■ Extracted material ■
▼

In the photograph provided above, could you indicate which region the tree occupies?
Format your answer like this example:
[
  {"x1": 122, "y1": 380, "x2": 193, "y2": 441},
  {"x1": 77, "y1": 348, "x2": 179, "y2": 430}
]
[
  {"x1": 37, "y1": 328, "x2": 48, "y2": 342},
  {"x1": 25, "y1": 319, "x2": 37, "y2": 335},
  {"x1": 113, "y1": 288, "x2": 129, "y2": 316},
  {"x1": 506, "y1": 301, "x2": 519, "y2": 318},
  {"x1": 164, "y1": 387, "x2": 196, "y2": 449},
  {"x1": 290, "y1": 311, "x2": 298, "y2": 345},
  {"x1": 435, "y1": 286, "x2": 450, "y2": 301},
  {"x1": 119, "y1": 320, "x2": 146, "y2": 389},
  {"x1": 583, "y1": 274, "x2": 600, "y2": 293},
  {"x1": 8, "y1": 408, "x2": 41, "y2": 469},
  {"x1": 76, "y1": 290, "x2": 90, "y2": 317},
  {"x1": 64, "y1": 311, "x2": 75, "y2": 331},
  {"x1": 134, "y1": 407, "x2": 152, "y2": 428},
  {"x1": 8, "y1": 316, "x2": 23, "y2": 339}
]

▲

■ What you will do ■
Return each line of the records that contains the word "indicate".

■ Written response ■
In the photograph provided above, could you indicate which region the tree occupies?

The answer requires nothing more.